** START OF Exercise materials **

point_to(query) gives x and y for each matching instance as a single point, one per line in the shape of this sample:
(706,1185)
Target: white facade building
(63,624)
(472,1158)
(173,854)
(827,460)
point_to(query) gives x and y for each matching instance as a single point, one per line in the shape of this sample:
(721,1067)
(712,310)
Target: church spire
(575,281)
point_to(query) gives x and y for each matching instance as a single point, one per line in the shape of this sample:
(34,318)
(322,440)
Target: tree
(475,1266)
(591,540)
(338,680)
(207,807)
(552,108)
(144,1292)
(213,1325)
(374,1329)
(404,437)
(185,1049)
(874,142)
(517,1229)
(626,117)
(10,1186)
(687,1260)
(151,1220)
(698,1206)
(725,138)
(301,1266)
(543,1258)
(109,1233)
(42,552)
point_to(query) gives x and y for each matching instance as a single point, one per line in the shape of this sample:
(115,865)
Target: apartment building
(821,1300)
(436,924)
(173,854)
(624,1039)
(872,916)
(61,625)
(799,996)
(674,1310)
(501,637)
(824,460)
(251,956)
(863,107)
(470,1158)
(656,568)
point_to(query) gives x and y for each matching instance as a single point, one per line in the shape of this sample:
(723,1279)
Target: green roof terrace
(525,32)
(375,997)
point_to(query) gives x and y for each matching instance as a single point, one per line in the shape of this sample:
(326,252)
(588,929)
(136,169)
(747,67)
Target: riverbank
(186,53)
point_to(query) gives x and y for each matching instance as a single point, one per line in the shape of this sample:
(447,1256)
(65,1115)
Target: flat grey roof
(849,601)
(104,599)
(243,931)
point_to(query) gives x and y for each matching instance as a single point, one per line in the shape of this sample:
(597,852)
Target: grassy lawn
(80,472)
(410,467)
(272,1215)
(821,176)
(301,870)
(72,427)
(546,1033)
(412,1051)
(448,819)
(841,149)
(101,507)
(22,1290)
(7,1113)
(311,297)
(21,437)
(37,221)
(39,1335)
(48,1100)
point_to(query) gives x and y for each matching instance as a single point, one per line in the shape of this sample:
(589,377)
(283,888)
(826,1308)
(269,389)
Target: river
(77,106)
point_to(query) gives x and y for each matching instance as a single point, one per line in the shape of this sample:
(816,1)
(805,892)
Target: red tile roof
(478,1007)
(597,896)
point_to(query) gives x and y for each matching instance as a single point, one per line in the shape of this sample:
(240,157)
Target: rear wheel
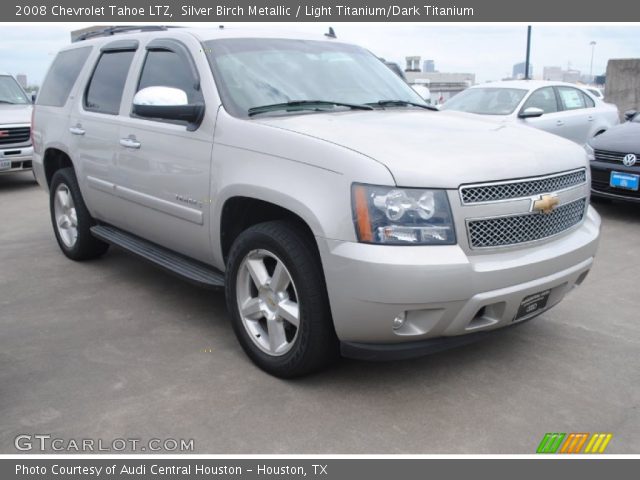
(278,302)
(71,219)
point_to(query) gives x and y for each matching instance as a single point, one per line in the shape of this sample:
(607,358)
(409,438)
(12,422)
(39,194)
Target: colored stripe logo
(574,443)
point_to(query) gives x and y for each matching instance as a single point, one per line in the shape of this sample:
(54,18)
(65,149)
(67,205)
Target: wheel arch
(53,160)
(239,212)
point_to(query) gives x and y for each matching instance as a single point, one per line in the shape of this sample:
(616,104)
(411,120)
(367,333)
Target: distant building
(442,85)
(22,80)
(428,66)
(552,73)
(571,76)
(519,70)
(413,64)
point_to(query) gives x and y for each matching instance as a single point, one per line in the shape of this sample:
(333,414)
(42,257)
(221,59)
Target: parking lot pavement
(116,348)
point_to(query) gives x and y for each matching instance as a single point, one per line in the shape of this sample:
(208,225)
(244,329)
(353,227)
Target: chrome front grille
(10,135)
(527,187)
(515,229)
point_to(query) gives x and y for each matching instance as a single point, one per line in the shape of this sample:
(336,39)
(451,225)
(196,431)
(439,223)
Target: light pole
(526,62)
(593,48)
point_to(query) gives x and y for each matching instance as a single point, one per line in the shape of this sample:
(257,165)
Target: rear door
(94,127)
(577,114)
(164,168)
(551,121)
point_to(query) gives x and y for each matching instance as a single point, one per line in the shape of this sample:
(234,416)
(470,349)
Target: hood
(624,138)
(423,148)
(15,114)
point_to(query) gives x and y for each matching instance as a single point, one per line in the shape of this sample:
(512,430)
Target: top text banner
(176,11)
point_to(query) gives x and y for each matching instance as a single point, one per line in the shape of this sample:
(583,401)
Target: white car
(15,126)
(556,107)
(341,214)
(596,92)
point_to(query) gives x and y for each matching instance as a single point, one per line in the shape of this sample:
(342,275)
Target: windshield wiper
(305,104)
(400,103)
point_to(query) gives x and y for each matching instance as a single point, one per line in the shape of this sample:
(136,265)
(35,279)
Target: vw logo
(629,160)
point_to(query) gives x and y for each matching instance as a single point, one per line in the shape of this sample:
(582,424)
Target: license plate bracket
(625,181)
(532,305)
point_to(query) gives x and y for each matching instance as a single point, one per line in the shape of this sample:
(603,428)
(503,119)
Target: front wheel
(71,219)
(278,302)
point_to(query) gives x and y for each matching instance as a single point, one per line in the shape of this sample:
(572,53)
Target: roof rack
(105,32)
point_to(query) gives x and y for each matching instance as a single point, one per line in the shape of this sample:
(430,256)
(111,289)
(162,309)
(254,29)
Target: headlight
(591,154)
(402,216)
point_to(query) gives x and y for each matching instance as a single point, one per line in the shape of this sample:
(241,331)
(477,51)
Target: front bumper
(20,159)
(443,292)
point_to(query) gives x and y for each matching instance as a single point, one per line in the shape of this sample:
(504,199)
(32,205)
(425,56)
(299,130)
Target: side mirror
(531,112)
(167,103)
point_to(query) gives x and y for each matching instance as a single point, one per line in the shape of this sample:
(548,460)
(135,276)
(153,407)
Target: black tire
(315,345)
(86,246)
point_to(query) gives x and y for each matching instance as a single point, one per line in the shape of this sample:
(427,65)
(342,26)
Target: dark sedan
(615,160)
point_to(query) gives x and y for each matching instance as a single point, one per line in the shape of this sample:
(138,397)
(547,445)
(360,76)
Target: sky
(488,50)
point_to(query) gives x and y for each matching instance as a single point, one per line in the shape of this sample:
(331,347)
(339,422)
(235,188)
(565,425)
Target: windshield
(257,72)
(486,101)
(10,91)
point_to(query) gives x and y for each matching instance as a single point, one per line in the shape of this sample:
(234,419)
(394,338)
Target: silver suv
(15,126)
(339,212)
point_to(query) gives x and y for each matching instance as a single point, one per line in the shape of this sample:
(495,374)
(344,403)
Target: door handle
(130,142)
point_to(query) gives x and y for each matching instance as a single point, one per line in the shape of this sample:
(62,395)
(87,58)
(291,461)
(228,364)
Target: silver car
(560,108)
(340,213)
(15,127)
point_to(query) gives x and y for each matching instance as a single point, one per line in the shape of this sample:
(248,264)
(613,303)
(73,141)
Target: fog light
(399,321)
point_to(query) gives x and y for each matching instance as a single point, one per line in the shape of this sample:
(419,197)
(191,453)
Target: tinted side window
(544,98)
(104,92)
(163,68)
(588,100)
(572,98)
(62,75)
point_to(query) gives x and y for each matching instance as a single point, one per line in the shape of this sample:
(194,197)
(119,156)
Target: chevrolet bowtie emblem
(545,204)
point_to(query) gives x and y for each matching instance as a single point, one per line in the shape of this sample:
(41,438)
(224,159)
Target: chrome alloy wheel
(64,211)
(268,302)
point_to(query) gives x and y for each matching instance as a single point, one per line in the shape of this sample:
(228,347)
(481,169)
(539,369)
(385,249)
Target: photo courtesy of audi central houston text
(319,238)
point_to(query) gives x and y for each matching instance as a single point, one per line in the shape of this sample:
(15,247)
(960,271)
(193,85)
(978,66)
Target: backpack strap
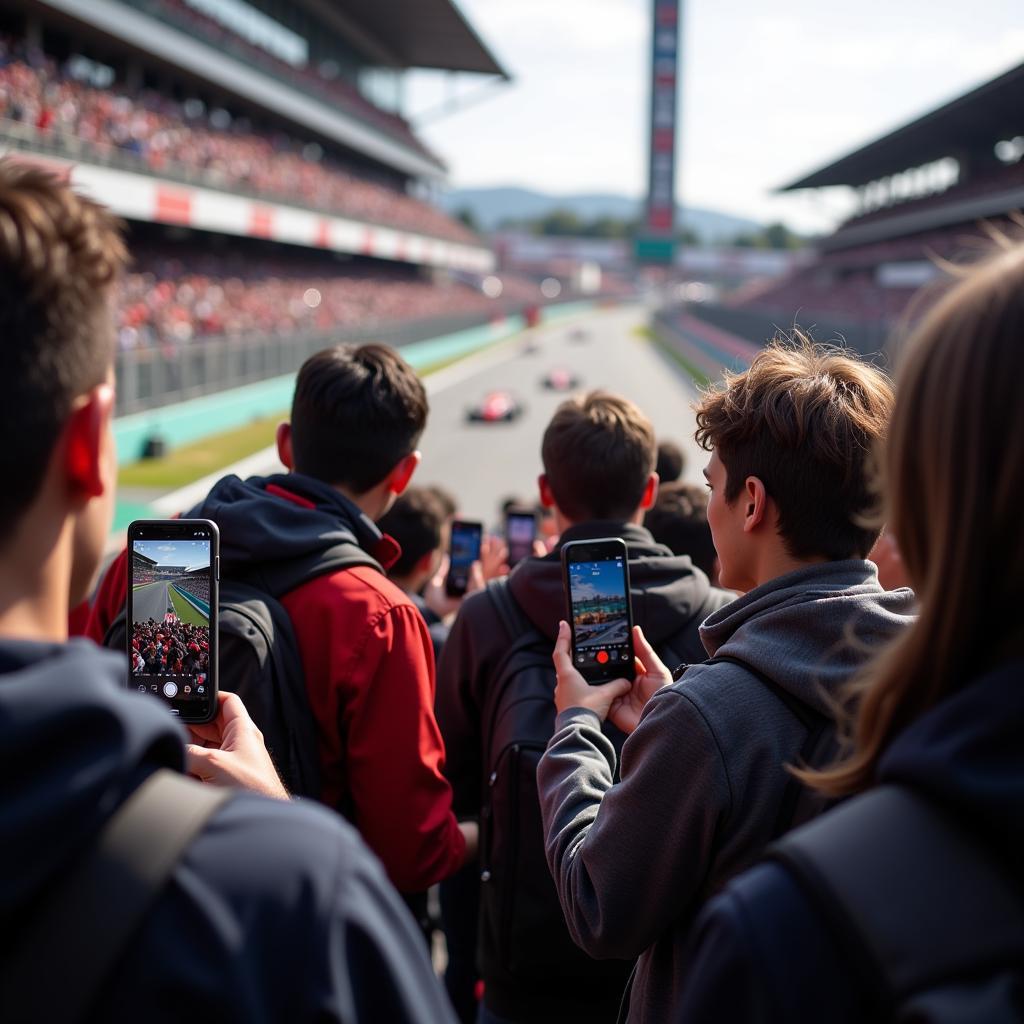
(89,916)
(280,577)
(791,812)
(911,897)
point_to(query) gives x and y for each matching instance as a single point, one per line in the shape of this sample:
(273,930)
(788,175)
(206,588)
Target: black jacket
(670,599)
(275,912)
(763,952)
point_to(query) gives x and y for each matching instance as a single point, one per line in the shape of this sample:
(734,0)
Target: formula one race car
(560,379)
(497,407)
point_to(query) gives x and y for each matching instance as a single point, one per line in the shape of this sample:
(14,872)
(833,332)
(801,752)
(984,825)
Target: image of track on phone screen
(520,531)
(170,638)
(600,611)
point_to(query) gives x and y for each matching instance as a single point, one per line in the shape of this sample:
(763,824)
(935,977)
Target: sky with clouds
(769,91)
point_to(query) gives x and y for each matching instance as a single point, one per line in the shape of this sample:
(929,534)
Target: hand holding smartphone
(173,571)
(597,588)
(520,531)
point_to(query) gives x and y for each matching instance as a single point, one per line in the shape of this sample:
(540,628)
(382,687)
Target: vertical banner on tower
(655,243)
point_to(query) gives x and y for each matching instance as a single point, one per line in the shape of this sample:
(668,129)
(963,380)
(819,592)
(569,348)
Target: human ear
(402,472)
(85,436)
(284,439)
(757,503)
(547,498)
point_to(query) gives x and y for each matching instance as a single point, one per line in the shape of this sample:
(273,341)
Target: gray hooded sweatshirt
(702,776)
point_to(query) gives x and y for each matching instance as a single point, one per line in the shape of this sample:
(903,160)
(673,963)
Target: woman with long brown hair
(905,901)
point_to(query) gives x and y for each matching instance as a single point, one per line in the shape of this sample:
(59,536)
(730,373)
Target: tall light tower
(655,241)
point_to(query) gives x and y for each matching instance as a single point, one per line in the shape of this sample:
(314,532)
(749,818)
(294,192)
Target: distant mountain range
(492,206)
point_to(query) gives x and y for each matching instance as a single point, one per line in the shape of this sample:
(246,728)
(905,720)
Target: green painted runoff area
(185,611)
(213,414)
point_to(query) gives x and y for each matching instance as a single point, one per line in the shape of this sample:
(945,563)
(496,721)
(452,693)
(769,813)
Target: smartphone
(464,550)
(173,571)
(520,530)
(597,586)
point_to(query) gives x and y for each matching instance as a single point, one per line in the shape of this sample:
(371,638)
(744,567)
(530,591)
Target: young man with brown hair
(266,909)
(366,651)
(704,785)
(495,702)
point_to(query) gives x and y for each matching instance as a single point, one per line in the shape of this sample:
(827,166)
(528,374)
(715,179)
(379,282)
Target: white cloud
(767,93)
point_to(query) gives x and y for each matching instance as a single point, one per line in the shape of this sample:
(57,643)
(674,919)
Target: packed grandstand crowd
(169,301)
(170,646)
(646,849)
(39,94)
(197,584)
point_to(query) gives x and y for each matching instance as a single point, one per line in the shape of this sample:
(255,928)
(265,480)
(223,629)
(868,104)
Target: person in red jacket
(367,655)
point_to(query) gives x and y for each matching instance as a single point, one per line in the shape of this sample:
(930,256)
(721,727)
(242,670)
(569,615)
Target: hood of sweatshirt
(968,754)
(667,590)
(808,630)
(73,743)
(287,519)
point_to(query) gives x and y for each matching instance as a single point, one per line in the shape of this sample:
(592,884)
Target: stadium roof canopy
(972,123)
(420,33)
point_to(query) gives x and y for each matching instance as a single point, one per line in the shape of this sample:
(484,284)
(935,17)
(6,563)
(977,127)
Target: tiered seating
(165,136)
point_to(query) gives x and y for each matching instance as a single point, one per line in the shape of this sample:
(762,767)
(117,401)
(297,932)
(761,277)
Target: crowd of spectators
(162,134)
(172,305)
(336,89)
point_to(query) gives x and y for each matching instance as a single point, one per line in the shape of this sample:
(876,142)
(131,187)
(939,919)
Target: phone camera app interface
(600,612)
(170,643)
(520,538)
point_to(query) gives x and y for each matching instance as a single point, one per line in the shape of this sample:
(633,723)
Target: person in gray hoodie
(532,973)
(704,772)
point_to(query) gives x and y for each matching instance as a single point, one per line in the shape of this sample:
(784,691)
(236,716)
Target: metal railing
(148,378)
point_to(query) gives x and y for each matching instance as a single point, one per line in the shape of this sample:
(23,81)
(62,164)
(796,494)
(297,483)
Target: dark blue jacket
(762,951)
(275,912)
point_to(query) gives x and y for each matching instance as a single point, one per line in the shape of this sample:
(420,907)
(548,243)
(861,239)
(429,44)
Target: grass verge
(193,461)
(184,611)
(699,378)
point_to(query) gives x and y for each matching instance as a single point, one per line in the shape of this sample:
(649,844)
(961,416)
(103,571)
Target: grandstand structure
(258,150)
(928,193)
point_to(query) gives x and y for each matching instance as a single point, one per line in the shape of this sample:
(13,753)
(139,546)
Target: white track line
(265,462)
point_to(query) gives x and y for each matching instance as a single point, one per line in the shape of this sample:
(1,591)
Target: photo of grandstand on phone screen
(170,581)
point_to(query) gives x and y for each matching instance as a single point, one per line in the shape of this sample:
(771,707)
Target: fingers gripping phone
(173,571)
(520,531)
(597,587)
(465,549)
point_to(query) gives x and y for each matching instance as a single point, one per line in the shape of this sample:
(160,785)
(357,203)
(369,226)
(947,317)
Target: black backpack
(927,918)
(259,656)
(523,938)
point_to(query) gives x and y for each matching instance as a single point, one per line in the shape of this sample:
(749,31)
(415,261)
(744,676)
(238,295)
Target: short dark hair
(417,522)
(804,419)
(598,454)
(445,498)
(357,412)
(671,462)
(60,255)
(679,520)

** END OF Exercise materials **

Task objective: Collect every line of the listing above that contains the string "with".

Task output:
Target: sky with clouds
Target: woman with long brown hair
Target: young man with brown hair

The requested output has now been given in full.